Reproduce the listing below line for line, leaving out the pictures.

[BEGIN Exercise materials]

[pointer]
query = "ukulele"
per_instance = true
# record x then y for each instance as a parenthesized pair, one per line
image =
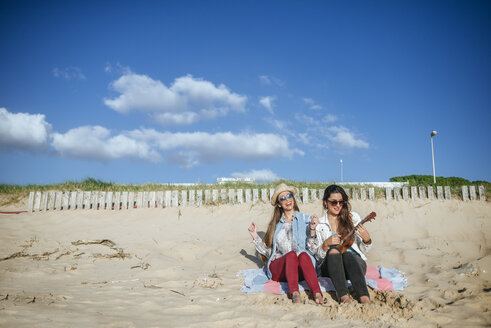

[END Exercise materials]

* Solution to the exercise
[pointer]
query = "ukulele"
per_instance = true
# record x then y for each instance as a parenthesized pair, one per line
image =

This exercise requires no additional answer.